**Entries:**
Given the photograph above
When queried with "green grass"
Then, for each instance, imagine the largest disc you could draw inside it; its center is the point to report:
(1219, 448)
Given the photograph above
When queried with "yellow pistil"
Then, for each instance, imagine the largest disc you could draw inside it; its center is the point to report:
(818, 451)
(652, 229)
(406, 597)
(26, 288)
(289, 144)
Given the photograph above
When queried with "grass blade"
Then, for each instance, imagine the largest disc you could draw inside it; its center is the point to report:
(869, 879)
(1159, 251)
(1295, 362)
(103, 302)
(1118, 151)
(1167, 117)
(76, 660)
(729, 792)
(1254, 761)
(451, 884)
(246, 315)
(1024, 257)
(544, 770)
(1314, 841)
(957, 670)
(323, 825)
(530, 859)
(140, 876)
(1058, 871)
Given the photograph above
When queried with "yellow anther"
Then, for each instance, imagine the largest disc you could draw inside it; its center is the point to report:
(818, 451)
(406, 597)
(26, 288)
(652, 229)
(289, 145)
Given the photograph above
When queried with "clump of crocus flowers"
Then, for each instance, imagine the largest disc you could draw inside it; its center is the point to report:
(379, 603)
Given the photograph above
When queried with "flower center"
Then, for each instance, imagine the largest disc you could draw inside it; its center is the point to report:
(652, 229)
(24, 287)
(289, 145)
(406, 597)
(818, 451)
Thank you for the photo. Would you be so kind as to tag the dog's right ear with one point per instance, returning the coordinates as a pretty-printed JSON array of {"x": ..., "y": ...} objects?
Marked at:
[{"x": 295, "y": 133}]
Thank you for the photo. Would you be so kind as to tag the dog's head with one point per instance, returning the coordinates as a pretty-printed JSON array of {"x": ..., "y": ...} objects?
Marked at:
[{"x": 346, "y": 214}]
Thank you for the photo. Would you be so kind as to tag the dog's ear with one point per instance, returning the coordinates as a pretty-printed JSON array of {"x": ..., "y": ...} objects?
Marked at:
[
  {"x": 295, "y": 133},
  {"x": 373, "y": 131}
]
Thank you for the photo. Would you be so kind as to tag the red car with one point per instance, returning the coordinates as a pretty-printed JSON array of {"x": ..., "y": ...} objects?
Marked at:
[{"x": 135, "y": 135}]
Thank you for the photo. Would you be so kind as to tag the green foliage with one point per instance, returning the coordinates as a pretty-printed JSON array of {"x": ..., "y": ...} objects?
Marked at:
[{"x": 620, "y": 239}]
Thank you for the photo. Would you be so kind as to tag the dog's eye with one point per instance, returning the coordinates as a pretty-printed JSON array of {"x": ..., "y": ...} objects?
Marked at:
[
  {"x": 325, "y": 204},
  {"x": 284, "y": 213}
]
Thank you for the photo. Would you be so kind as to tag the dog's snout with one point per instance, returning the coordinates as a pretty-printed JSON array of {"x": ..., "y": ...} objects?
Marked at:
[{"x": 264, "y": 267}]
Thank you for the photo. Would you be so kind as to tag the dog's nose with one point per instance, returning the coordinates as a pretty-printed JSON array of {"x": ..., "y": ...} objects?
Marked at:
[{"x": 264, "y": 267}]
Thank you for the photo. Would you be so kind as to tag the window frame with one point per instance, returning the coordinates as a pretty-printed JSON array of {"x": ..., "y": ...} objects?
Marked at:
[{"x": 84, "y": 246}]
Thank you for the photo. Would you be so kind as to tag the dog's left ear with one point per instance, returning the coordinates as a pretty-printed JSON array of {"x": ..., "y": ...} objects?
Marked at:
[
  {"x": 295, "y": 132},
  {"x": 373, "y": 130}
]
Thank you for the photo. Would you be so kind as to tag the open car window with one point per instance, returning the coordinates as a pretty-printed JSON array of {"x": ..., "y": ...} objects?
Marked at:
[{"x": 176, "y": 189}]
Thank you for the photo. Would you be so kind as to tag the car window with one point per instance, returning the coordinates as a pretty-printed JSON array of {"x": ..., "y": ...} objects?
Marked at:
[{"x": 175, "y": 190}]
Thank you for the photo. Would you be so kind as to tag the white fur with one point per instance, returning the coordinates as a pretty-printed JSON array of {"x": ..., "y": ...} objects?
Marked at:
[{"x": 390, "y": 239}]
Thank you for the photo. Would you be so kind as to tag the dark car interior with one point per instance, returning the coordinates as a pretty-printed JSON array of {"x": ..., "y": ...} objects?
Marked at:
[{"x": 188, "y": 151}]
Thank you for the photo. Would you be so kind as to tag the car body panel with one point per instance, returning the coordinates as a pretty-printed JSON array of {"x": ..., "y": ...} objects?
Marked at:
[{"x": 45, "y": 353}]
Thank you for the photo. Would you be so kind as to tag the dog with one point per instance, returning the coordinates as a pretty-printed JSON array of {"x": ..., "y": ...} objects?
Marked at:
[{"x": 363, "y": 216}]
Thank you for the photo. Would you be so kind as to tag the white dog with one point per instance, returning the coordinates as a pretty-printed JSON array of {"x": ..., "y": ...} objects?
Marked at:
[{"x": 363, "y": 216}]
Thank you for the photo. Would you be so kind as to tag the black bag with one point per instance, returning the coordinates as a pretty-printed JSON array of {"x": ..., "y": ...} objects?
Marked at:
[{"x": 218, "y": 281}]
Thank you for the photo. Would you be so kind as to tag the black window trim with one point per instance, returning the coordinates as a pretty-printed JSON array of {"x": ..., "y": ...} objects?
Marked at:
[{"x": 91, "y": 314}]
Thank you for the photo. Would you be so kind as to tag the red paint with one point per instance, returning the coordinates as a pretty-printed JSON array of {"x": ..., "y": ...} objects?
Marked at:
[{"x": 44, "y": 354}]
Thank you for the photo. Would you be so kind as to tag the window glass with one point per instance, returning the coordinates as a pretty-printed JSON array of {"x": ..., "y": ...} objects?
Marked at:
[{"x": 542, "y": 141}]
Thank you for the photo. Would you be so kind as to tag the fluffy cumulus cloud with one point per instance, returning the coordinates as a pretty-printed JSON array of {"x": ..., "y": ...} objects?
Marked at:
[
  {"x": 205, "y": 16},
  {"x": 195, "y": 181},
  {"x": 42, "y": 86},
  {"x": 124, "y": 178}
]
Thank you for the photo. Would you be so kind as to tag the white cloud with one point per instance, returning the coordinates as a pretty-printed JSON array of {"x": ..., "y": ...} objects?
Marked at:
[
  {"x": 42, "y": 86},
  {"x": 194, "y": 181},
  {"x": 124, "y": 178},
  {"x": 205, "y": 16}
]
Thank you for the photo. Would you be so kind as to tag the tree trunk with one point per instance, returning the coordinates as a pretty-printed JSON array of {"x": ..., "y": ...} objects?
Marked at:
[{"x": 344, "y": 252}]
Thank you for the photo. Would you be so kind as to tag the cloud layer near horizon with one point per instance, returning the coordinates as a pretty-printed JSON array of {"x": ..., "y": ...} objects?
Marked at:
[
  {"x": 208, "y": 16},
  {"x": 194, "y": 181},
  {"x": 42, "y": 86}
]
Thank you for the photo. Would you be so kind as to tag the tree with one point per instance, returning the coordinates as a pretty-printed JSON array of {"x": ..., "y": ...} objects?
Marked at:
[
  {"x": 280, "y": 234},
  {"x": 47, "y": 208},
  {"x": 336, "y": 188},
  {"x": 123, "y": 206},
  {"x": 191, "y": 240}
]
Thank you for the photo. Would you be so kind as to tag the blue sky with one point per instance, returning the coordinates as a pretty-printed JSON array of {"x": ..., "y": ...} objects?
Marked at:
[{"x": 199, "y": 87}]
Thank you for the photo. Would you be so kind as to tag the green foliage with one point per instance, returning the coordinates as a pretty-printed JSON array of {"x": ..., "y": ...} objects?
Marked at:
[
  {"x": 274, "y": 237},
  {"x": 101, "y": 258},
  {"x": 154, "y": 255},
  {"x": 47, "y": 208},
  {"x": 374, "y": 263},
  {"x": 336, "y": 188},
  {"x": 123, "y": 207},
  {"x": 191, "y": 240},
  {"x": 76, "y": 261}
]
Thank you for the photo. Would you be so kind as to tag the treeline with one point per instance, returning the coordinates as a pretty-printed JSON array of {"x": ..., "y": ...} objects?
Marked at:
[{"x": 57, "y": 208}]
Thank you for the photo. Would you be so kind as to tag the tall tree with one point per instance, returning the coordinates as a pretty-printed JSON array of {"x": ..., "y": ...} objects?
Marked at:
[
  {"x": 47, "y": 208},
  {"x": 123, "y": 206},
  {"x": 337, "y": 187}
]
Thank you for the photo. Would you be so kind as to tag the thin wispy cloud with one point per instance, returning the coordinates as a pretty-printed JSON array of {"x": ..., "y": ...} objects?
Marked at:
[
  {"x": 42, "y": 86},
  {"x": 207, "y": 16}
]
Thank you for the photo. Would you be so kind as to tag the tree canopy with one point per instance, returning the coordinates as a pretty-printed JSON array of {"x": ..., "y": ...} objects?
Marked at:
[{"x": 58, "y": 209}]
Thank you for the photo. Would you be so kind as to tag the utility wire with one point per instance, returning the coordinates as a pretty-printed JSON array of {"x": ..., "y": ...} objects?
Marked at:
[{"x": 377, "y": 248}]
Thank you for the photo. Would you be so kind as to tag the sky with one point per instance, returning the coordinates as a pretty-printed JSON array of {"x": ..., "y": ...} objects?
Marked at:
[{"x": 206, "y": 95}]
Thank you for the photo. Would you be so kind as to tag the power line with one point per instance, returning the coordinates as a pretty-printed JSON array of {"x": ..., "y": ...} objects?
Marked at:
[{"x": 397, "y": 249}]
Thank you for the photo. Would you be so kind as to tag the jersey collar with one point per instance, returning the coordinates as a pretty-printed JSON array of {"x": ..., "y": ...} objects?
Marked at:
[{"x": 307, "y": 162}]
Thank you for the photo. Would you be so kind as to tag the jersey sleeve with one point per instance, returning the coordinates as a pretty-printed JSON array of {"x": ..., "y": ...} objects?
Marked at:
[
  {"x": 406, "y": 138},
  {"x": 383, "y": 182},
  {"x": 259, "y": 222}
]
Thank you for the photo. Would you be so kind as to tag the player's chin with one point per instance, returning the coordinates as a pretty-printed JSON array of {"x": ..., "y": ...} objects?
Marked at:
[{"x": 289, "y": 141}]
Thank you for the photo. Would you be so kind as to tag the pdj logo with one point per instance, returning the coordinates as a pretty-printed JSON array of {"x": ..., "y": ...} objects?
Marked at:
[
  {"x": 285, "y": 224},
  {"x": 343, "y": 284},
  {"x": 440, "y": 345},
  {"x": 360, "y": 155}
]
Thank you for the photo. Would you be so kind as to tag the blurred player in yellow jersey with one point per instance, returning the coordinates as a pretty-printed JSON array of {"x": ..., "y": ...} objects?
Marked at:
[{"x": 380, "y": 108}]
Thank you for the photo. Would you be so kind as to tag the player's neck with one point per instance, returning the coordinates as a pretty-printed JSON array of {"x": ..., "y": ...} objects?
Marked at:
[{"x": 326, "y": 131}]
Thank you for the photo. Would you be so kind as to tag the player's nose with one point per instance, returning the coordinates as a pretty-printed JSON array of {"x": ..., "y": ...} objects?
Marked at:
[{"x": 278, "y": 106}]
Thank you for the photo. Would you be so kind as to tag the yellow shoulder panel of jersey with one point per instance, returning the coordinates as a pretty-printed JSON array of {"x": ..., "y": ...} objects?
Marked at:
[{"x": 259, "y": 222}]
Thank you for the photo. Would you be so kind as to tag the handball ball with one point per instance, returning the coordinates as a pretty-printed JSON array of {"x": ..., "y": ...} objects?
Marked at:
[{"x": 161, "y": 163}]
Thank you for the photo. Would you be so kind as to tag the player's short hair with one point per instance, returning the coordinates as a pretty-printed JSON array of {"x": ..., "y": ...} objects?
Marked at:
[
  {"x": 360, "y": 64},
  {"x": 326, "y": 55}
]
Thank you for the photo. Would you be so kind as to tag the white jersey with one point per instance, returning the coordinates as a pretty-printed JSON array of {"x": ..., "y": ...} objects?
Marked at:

**Written task:**
Reproduce nothing but the lines from the line containing "the player's neck" to the last line of the data, each exactly as written.

**Solution to this exercise:**
Thank you for the photo. Would you be so kind as to tag the player's neck with one point per instance, returning the coordinates as a pretty-printed JSON array of {"x": ..., "y": ...} objects?
Marked at:
[{"x": 326, "y": 131}]
Thank you for the photo. Would you be so kind as to tag the player's nose with one point per instance, returning the coordinates as a pretty-printed JSON array of {"x": ..., "y": ...} objects?
Marked at:
[{"x": 278, "y": 106}]
Thank you for the photo. Would you be so kind as to tag the yellow shoulder panel of jersey with one point per instance, returning the coordinates as a pretty-printed JSON array of {"x": ..., "y": ...} objects?
Marked at:
[{"x": 259, "y": 222}]
Thank you for the photo. Would you be so kind as to tag the handball ball with one point per instance, returning the coordinates as a pretty-printed JSON array of {"x": ..., "y": ...} objects?
Marked at:
[{"x": 161, "y": 163}]
Thank you for the photo. Would you be so kind as to tag the player's short hair with one point per instance, returning the coordinates as a pretty-printed JSON array of {"x": ..., "y": ...} objects?
Marked at:
[
  {"x": 360, "y": 64},
  {"x": 326, "y": 55}
]
Thank you for the photo. Would you be so kind as to tag the white jersey with one point per instance, returning the coordinates as a pretty-printed JSON array of {"x": ..., "y": ...} objects?
Marked at:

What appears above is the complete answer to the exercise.